#### Stored data ####
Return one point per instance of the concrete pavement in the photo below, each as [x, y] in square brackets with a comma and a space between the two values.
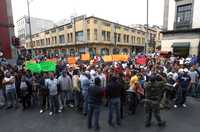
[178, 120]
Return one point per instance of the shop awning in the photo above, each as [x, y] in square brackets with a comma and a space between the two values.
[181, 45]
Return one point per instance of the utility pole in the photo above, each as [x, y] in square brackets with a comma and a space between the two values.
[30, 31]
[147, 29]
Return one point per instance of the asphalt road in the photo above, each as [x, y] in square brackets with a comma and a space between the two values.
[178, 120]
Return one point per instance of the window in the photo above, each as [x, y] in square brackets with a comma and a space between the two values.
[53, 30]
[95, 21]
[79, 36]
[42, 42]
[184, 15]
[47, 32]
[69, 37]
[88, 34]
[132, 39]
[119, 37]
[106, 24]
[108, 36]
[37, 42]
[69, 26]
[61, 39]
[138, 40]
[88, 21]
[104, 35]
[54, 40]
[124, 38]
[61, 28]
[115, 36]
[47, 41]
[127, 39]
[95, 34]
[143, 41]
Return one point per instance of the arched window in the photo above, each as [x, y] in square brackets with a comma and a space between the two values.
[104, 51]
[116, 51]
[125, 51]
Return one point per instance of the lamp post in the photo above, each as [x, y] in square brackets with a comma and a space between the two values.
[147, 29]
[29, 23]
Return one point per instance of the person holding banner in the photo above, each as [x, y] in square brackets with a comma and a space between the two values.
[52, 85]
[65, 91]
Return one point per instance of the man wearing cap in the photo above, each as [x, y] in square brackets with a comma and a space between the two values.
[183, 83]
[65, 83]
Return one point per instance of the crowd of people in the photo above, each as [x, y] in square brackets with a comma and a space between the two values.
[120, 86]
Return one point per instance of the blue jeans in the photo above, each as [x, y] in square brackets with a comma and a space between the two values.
####
Exercise directions:
Copy exactly, and only, the lines from the one containing "Return one point per instance of the person" through the last line of the listing.

The output:
Return one point per instance of the person holding banner in the photo above, each as [x, y] in square brackets with a comma and a space between the two values.
[52, 85]
[65, 91]
Return one point per instance of the man wearing cap in the photo above, each as [x, y] in square brackets with a comma and a space between the two values.
[183, 83]
[65, 83]
Return one point per instance of the crowd of people in the photo above, each as [x, y] in square brackets with a comma and a space between the two values.
[120, 86]
Return one point per instance of the blue jeans in the photo above, each as [x, y] in square brackets with a comma and a space between the two values.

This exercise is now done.